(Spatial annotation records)
---

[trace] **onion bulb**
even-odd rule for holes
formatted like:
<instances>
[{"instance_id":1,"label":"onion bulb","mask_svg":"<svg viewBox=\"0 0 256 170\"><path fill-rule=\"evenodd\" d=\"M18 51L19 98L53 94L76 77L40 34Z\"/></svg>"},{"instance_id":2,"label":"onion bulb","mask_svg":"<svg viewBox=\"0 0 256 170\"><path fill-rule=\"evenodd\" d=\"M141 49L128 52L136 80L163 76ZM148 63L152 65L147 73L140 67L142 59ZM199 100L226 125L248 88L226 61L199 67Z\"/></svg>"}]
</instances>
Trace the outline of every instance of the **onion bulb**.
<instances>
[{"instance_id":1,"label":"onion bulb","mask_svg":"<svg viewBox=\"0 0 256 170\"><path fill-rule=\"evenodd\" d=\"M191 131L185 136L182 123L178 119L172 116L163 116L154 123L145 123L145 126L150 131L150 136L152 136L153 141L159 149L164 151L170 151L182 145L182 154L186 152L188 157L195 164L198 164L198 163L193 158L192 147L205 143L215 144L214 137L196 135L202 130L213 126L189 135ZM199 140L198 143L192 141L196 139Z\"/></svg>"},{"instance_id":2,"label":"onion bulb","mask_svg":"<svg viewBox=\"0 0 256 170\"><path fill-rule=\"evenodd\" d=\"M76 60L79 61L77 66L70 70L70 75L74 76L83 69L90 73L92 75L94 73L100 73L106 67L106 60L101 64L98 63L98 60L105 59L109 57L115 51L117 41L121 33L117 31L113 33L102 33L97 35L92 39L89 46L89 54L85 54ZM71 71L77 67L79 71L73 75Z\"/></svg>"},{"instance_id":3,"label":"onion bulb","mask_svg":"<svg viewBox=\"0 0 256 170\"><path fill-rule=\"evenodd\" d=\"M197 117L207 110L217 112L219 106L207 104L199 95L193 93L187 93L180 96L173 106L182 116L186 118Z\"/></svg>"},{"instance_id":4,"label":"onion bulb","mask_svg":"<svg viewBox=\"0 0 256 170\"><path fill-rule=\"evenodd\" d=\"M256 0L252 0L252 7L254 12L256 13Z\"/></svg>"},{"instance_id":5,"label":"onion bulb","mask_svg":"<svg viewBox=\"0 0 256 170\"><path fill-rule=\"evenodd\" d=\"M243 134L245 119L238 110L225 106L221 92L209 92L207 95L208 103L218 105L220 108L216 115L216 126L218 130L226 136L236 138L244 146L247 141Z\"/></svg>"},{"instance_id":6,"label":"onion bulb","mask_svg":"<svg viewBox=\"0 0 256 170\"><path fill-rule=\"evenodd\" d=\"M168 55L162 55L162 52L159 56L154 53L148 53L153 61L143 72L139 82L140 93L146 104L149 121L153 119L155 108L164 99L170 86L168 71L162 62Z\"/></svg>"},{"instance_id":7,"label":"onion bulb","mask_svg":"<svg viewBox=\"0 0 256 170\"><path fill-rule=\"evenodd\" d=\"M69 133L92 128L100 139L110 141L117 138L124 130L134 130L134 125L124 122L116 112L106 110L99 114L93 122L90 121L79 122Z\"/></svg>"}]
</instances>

---

### WHAT YOU SHOULD DO
Can you recast these lines as a Markdown table with the columns Num and Content, giving each line its row number and leaving out any blank lines?

### CORRECT RESPONSE
| Num | Content |
|---|---|
| 1 | [trace] **onion bulb** |
| 2 | even-odd rule for holes |
| 3 | formatted like: |
| 4 | <instances> |
| 5 | [{"instance_id":1,"label":"onion bulb","mask_svg":"<svg viewBox=\"0 0 256 170\"><path fill-rule=\"evenodd\" d=\"M18 51L19 98L53 94L76 77L40 34Z\"/></svg>"},{"instance_id":2,"label":"onion bulb","mask_svg":"<svg viewBox=\"0 0 256 170\"><path fill-rule=\"evenodd\" d=\"M141 49L128 52L136 80L163 76ZM148 63L152 65L147 73L140 67L142 59ZM199 100L226 125L248 88L226 61L199 67Z\"/></svg>"}] |
| 6 | </instances> |
| 7 | Trace the outline of every instance of the **onion bulb**. |
| 8 | <instances> |
| 9 | [{"instance_id":1,"label":"onion bulb","mask_svg":"<svg viewBox=\"0 0 256 170\"><path fill-rule=\"evenodd\" d=\"M191 131L185 136L182 123L178 119L172 116L163 116L154 123L145 123L145 126L150 131L150 136L152 136L153 141L159 149L164 151L170 151L182 145L182 154L186 152L188 157L195 164L198 164L198 163L193 158L192 147L205 143L215 144L214 137L196 135L202 130L213 126L189 135ZM199 140L198 143L192 141L196 139Z\"/></svg>"},{"instance_id":2,"label":"onion bulb","mask_svg":"<svg viewBox=\"0 0 256 170\"><path fill-rule=\"evenodd\" d=\"M76 60L79 61L77 66L70 70L70 75L74 76L83 69L90 73L92 75L94 73L100 73L106 67L106 60L101 64L98 63L98 60L105 59L109 57L115 51L117 41L121 33L117 31L113 33L102 33L97 35L92 39L89 46L89 54L85 54ZM71 71L77 67L79 71L73 75Z\"/></svg>"},{"instance_id":3,"label":"onion bulb","mask_svg":"<svg viewBox=\"0 0 256 170\"><path fill-rule=\"evenodd\" d=\"M197 117L207 110L217 112L219 106L207 104L199 95L193 93L187 93L180 96L173 106L182 116L186 118Z\"/></svg>"},{"instance_id":4,"label":"onion bulb","mask_svg":"<svg viewBox=\"0 0 256 170\"><path fill-rule=\"evenodd\" d=\"M256 0L252 0L252 7L254 12L256 13Z\"/></svg>"},{"instance_id":5,"label":"onion bulb","mask_svg":"<svg viewBox=\"0 0 256 170\"><path fill-rule=\"evenodd\" d=\"M243 134L245 119L238 110L225 106L221 92L209 92L207 95L208 103L218 105L220 108L216 115L216 126L218 130L226 136L236 138L244 146L247 141Z\"/></svg>"},{"instance_id":6,"label":"onion bulb","mask_svg":"<svg viewBox=\"0 0 256 170\"><path fill-rule=\"evenodd\" d=\"M168 55L162 55L162 52L159 56L154 53L148 53L153 61L143 72L139 82L140 93L146 104L149 121L153 119L155 108L164 99L170 86L168 71L162 62Z\"/></svg>"},{"instance_id":7,"label":"onion bulb","mask_svg":"<svg viewBox=\"0 0 256 170\"><path fill-rule=\"evenodd\" d=\"M69 133L92 128L100 139L110 141L117 138L124 130L134 130L134 125L124 122L116 112L106 110L99 114L93 122L90 121L79 122Z\"/></svg>"}] |
| 10 | </instances> |